_Dataset records_
------------------------------

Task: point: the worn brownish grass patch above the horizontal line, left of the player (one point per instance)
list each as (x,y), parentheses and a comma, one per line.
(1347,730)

------------------------------

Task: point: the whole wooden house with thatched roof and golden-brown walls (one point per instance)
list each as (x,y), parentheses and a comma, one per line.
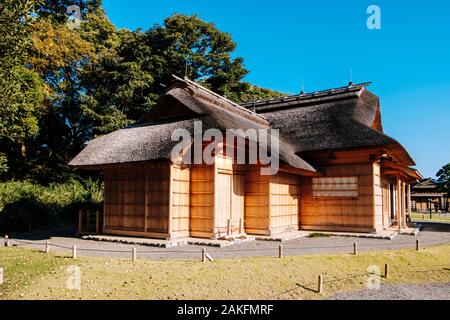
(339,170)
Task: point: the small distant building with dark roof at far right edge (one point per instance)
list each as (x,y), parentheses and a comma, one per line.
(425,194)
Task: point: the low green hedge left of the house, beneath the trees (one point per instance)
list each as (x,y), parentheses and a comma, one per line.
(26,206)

------------------------------

_Goal of the exercise_
Search the material above for the word "left", then copy each line that holds it.

_Answer to this task_
Task: point: the worn brownish grass patch above the horizontal line, left of the player (one point per instance)
Task: point: the low green hedge left of the house, beneath the trees (one point per instance)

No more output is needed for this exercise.